DIRECTION: Recast the listing, from its first line through the line containing "186 220 L 182", as a Markdown table with a Row column for the line number and a Line column for the line itself, leaving out any blank lines.

(Data items)
※

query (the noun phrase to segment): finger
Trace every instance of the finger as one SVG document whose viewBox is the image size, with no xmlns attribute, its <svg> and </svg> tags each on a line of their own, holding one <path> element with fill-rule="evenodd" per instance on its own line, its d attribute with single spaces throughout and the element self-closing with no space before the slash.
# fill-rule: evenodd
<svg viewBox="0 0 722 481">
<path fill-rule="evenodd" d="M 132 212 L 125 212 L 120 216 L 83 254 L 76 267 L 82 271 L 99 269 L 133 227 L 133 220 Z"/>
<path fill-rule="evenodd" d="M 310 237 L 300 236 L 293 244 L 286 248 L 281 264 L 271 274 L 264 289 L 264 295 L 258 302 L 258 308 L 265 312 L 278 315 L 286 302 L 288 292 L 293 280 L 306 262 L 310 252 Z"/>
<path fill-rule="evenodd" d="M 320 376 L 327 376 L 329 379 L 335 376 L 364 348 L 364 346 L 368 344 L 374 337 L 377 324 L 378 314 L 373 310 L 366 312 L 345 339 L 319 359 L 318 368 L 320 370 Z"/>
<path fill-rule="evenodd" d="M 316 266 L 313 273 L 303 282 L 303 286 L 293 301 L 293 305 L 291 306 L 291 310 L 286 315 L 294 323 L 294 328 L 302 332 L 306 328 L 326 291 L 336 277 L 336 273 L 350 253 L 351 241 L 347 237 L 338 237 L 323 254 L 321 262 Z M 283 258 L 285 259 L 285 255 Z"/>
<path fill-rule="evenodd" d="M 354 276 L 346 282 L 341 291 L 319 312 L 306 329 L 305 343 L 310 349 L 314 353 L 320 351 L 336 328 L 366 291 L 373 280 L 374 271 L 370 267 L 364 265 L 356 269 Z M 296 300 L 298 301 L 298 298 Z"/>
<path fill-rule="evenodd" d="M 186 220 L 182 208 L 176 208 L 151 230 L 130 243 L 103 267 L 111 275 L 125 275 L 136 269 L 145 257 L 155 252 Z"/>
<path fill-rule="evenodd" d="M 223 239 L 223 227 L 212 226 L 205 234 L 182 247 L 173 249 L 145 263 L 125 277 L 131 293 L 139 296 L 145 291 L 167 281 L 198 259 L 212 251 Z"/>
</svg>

※

THE COMPLETED TASK:
| Row | Line |
|---|---|
| 1 | query (the noun phrase to segment): finger |
| 2 | Trace every instance of the finger as one SVG document whose viewBox is the image size, with no xmlns attribute, its <svg> and </svg> tags each on a line of their own, holding one <path> element with fill-rule="evenodd" per instance on its own line, its d attribute with single spaces throughout and the element self-closing with no space before the slash. |
| 3 | # fill-rule: evenodd |
| 4 | <svg viewBox="0 0 722 481"> |
| 5 | <path fill-rule="evenodd" d="M 132 212 L 125 212 L 120 216 L 83 254 L 76 267 L 82 271 L 99 269 L 133 227 L 133 220 Z"/> |
| 6 | <path fill-rule="evenodd" d="M 310 237 L 300 236 L 293 244 L 286 248 L 281 264 L 271 274 L 264 289 L 264 295 L 258 302 L 258 308 L 265 312 L 278 315 L 286 302 L 288 292 L 293 280 L 306 262 L 310 252 Z"/> |
| 7 | <path fill-rule="evenodd" d="M 320 376 L 327 376 L 329 379 L 335 376 L 364 348 L 364 346 L 368 344 L 374 337 L 377 324 L 378 314 L 373 310 L 366 312 L 345 339 L 319 359 L 318 368 L 320 370 Z"/> |
| 8 | <path fill-rule="evenodd" d="M 316 266 L 313 273 L 303 282 L 303 286 L 293 301 L 293 305 L 291 306 L 291 310 L 286 315 L 294 323 L 294 328 L 302 332 L 306 328 L 326 291 L 336 277 L 336 273 L 350 253 L 351 241 L 347 237 L 338 237 L 323 254 L 321 262 Z M 283 258 L 285 259 L 285 255 Z"/> |
| 9 | <path fill-rule="evenodd" d="M 354 276 L 346 282 L 341 291 L 319 312 L 306 329 L 305 343 L 310 349 L 314 353 L 320 351 L 336 328 L 366 291 L 373 280 L 374 271 L 370 267 L 364 265 L 356 269 Z M 296 300 L 298 301 L 298 298 Z"/> |
| 10 | <path fill-rule="evenodd" d="M 186 220 L 182 208 L 176 208 L 151 230 L 130 243 L 103 267 L 111 275 L 125 275 L 136 269 L 145 257 L 155 252 Z"/> |